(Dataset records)
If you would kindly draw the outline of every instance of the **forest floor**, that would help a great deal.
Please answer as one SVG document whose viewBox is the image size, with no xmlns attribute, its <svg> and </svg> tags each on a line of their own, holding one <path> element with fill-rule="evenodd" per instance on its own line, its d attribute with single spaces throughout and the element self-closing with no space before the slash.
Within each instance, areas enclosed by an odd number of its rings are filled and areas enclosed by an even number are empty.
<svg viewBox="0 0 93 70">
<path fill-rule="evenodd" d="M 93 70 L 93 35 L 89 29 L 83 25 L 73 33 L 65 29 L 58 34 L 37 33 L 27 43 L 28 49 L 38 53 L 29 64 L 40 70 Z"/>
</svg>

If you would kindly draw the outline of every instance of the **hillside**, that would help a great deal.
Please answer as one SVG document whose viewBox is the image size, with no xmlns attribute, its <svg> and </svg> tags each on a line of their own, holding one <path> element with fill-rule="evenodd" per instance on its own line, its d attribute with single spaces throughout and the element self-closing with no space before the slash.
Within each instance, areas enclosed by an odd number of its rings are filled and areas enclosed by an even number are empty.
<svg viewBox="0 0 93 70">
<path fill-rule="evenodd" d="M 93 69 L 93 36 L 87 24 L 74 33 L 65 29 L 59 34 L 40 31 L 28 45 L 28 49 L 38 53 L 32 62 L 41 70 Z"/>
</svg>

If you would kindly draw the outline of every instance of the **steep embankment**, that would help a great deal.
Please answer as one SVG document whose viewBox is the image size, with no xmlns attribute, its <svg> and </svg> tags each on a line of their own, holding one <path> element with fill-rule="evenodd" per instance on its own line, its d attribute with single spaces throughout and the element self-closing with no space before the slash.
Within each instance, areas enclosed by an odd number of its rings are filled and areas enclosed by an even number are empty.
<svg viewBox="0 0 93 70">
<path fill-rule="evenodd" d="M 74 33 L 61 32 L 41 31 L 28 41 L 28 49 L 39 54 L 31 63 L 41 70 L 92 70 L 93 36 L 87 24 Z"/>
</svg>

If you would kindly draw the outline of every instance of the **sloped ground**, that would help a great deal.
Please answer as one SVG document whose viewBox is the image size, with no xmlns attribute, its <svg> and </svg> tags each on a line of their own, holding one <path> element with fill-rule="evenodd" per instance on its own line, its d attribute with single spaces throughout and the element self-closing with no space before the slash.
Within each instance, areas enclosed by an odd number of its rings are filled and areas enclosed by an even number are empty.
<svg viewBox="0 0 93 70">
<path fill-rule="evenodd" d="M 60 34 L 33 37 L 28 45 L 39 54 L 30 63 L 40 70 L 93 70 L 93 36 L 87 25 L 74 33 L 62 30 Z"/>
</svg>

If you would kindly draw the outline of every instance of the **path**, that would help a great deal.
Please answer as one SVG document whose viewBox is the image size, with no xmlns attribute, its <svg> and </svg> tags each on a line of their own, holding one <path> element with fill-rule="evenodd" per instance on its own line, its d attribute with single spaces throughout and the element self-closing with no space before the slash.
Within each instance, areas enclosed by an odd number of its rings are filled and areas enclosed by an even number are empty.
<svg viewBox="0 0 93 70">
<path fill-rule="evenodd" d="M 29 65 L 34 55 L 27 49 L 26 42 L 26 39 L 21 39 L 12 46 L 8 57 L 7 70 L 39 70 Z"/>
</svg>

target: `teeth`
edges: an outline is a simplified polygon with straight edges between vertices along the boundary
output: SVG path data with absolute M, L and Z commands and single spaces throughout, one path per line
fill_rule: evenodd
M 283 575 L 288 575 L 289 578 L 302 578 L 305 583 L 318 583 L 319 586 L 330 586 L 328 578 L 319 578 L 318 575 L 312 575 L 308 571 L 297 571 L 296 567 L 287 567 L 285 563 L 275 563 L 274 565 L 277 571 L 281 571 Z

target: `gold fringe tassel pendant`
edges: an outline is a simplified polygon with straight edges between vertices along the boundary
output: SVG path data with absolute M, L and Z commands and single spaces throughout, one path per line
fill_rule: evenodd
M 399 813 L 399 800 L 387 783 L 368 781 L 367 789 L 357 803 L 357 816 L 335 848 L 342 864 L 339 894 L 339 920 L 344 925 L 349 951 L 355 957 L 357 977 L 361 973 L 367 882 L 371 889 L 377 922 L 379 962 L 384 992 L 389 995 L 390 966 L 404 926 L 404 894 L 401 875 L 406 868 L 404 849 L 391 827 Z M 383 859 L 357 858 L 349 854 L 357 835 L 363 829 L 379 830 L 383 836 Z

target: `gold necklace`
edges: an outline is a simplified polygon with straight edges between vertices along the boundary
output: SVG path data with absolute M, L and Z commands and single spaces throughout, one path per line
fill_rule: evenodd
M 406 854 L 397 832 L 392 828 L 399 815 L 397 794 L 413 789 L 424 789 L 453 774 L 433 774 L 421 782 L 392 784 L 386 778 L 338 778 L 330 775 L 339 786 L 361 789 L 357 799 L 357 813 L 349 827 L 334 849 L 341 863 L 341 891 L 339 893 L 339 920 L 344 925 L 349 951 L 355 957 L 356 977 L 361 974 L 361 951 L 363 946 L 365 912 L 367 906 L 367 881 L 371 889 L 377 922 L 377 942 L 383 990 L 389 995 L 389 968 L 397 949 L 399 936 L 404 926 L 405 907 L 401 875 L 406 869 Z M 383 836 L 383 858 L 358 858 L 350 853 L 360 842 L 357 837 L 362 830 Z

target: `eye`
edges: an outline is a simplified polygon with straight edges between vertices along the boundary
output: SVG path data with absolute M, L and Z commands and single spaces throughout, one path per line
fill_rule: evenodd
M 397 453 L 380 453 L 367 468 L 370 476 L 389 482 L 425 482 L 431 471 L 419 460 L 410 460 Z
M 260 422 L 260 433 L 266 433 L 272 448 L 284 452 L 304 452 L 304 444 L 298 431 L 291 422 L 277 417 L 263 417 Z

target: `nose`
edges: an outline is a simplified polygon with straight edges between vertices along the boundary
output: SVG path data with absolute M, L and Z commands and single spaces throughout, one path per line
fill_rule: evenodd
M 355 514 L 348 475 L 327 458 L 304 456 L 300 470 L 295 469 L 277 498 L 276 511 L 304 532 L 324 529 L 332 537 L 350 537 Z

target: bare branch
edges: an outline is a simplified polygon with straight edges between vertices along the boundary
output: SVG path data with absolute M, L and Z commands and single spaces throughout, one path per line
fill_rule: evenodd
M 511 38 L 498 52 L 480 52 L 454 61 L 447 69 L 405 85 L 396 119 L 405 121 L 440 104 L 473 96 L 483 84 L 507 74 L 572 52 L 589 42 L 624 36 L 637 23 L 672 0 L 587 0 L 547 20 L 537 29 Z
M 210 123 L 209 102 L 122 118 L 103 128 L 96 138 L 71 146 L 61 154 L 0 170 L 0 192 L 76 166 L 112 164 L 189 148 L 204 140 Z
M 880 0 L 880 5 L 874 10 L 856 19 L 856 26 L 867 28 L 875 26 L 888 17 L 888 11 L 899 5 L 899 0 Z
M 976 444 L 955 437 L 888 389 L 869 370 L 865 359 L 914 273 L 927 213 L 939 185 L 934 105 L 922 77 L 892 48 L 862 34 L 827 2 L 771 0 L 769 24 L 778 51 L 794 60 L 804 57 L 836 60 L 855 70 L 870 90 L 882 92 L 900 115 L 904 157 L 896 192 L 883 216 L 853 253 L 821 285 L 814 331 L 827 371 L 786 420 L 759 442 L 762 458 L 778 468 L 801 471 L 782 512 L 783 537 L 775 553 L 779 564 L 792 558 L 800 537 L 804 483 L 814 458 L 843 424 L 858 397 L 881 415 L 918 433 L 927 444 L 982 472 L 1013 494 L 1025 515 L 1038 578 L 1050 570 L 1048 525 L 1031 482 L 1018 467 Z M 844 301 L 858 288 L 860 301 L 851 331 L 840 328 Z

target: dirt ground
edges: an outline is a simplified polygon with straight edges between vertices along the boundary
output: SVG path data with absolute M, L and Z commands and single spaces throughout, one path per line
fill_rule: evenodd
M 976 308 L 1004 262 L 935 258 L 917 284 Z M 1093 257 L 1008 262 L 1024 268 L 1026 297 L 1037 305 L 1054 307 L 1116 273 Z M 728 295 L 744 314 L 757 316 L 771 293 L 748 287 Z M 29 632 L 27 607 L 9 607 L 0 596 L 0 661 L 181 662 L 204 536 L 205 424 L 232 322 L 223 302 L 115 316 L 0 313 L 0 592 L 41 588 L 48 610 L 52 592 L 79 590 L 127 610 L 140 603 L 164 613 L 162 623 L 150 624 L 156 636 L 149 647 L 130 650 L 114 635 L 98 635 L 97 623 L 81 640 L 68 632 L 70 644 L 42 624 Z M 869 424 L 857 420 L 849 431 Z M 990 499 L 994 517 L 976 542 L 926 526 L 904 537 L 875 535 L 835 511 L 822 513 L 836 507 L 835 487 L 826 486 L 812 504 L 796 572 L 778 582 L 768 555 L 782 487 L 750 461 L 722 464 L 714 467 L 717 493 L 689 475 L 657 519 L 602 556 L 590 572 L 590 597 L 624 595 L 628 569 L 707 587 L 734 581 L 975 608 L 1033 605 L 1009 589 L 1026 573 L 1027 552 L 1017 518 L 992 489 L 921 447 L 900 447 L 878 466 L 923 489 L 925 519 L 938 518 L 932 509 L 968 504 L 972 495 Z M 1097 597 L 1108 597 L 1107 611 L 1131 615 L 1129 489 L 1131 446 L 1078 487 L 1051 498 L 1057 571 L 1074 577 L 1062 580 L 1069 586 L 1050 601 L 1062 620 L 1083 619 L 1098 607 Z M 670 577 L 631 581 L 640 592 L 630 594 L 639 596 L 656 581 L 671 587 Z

• EXERCISE: Output the lines from the material above exactly, starting at the line that contains "target: bare branch" and ending at the line that contains "M 880 0 L 880".

• SOLVED EXERCISE:
target: bare branch
edges: an outline is a simplified polygon with straight edges between vertices along the boundary
output: SVG path data with absolute M, L and Z commands and single spaces throughout, one path per line
fill_rule: evenodd
M 511 38 L 498 52 L 480 52 L 454 61 L 447 69 L 405 85 L 396 119 L 405 121 L 440 104 L 473 96 L 483 84 L 507 74 L 572 52 L 589 42 L 624 36 L 637 23 L 672 0 L 587 0 L 547 20 L 537 29 Z
M 210 123 L 209 102 L 122 118 L 103 128 L 96 138 L 71 146 L 61 154 L 0 170 L 0 192 L 76 166 L 112 164 L 189 148 L 204 140 Z
M 880 0 L 880 5 L 874 10 L 856 19 L 856 26 L 867 28 L 875 26 L 888 17 L 888 11 L 899 5 L 899 0 Z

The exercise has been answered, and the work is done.